I guess that the less-is-more, war-is-peace crew residing at 1600 Pennsylvania Avenue and up on Capitol Hill have decided that well, if you can't lie well, then just lie. Here's Medicare and other entitlement reform:
The House yesterday narrowly approved a contentious budget-cutting package that would save nearly $40 billion over five years by imposing substantial changes on programs including Medicaid, welfare, child support and student lending.
With its presidential signature all but assured, the bill represents the first effort in nearly a decade to try to slow the growth of entitlement programs, one that will be felt by millions of Americans. Women on welfare are likely to face longer hours of work, education or community service to qualify for their checks. Recipients of Medicaid can expect to face higher co-payments and deductibles, especially on expensive prescription drugs and emergency room visits for non-emergency care. More affluent seniors will find it far more difficult to qualify for Medicaid-covered nursing care.
College students could face higher interest rates when their banks get squeezed by the federal government. ... State-led efforts to force deadbeat parents to pay their child support may also have to be curtailed.
Yesterday's 216 to 214 vote, largely along party lines, gave a much-needed boost to President Bush, who is trying to reassert his control over domestic policy despite a series of legislative setbacks and near-record-low approval ratings.
I'm not sure what metric the Post is using to show that Preznit Plutonian Polls is getting a lift from by the passage of this legislation, maybe they just overheard Ken Mehlman remarking about that as he was sucking down Vienna Sausages at a media-only social.
The impact of the bill on the deficit is likely to be negligible, slicing less than one-half of 1 percent from the estimated $14.3 trillion in federal spending over the next five years.
...
"I do not know how anyone can say with a straight face that when we voted to cut spending in December to help achieve deficit reductions, we can now turn around a short while later to provide tax cuts that exceed or cancel out the reduction in spending," Sen. George V. Voinovich (R-Ohio) said yesterday, as the Senate took up a procedural motion that would allow tax-cut negotiations to begin. "We cannot afford these tax cuts."

____

• [Work order] Continue the commentary on the House budget-cutting bill, picking up after the Voinovich quote that closes it.

• [Information given]
____

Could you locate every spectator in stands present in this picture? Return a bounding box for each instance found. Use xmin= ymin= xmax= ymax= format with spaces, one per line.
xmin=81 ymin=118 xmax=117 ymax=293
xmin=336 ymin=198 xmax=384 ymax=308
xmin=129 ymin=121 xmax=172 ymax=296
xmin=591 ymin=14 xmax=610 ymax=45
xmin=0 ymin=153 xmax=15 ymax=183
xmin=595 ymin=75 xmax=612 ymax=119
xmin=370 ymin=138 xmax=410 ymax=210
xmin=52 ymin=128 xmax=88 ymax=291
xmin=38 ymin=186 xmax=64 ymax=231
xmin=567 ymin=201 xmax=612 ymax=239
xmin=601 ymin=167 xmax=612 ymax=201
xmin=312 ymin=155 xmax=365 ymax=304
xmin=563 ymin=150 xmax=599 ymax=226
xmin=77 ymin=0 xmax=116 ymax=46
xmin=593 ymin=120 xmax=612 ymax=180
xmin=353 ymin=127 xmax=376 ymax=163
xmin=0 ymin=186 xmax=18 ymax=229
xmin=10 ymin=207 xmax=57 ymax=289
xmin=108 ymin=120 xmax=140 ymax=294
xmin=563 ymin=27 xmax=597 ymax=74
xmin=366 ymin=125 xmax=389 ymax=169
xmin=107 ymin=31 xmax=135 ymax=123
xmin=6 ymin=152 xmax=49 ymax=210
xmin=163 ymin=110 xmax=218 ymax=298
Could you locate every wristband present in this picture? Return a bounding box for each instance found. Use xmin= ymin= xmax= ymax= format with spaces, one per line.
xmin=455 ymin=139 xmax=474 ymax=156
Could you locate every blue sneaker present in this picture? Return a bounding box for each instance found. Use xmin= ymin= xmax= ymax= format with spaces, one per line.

____

• [Answer space]
What's this? A GOoPer not cheering as the 1600 Crew flushes our economic future down the tubes? Voinovich is now officially-as-hell off the 1600 Crew Holiday Card list for 2006.
When the bills for all this come due, it's going to be interesting to see how many people you meet will actually admit to having voted for these idiots. Because shame is transferrable, and no one wants to admit they could have been this stupid, residents of the The Corner excepted.
posted by Jo Fish on 02.02.06 at 06:29 PM
Comments:
Keep your hands off the tax cuts--our Dear and Fearless and Fiscally Responsible Leader wants to make them permanent.
posted by: Nina on 02.04.06 at 01:29 PM [permalink]
Now the tax cuts are NOT meant to downsize government, only the programs supported by liberals (such as federally managed wildlands, social programs for the poor, EPA, Superfund [too late], the arts, reality-based science, etc.). The neocons intend to create a big enough burden to justify cutting these programs. That's their idea of a smaller government. It's the "To hell with you, I got mine" vision of a society. Programs that support big business (known as corporate welfare) and the miltary-industrial complex will get all the funding they want (more if the neocons can get away with it).